→ CHALLENGE:
Which lines in the records below contain the word "query", with case counting? List each of those lines in full.

# START OF INFORMATION PROVIDED

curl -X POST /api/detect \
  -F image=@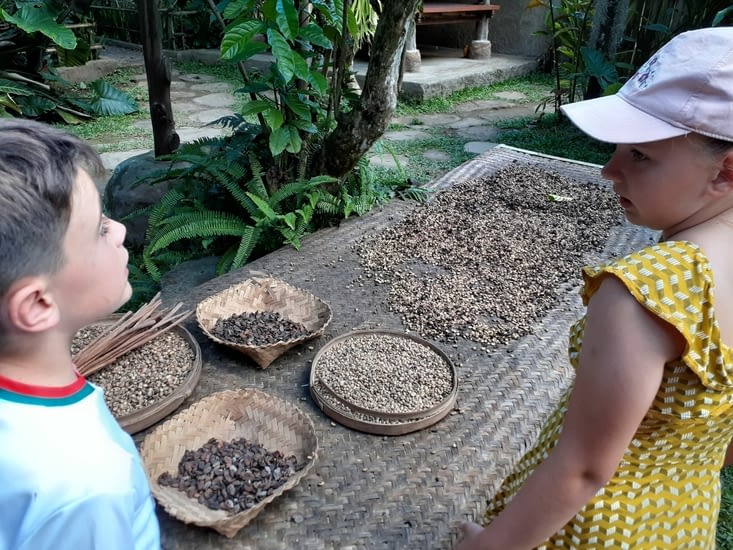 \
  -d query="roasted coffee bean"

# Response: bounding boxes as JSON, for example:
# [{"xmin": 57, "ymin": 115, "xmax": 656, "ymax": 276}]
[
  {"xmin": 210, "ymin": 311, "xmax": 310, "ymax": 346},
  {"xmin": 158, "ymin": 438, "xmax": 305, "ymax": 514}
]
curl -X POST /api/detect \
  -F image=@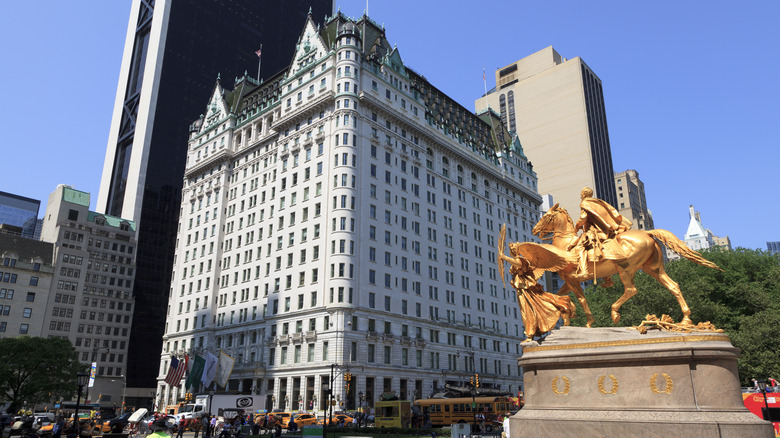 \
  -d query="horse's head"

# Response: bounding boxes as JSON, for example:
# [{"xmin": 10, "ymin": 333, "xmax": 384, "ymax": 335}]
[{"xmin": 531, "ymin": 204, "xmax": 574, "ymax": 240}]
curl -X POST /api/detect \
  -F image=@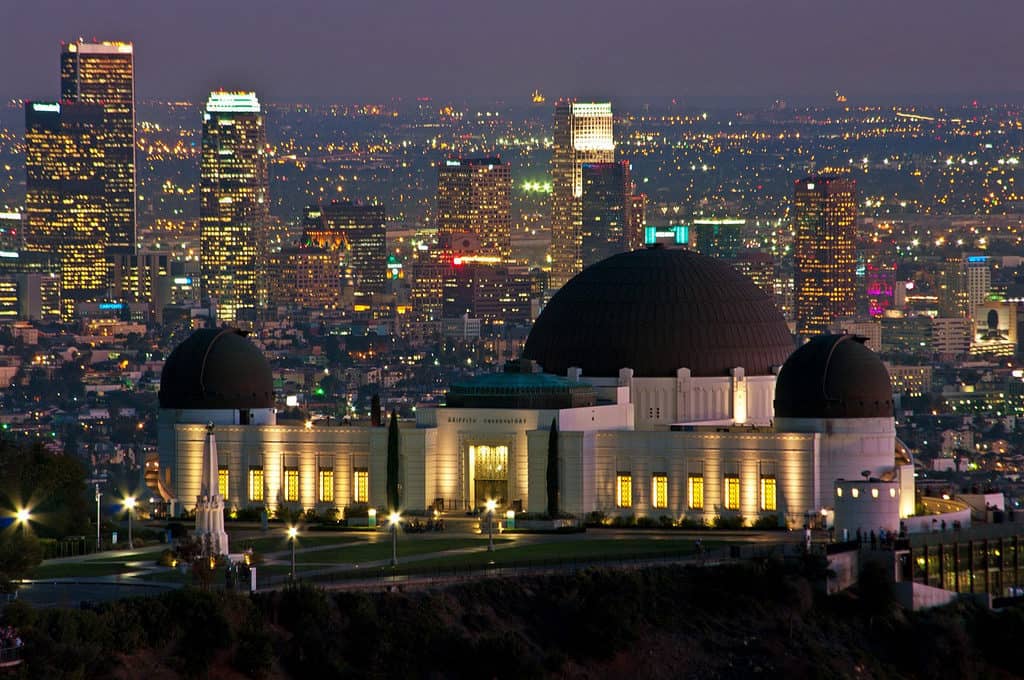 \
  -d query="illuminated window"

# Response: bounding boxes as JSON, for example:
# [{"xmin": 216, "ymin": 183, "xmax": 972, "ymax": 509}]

# END OF INFORMATION PROVIDED

→ RESULT OF THIS TASK:
  -d query="roasted coffee bean"
  -d query="horse's head"
  -d query="illuminated window"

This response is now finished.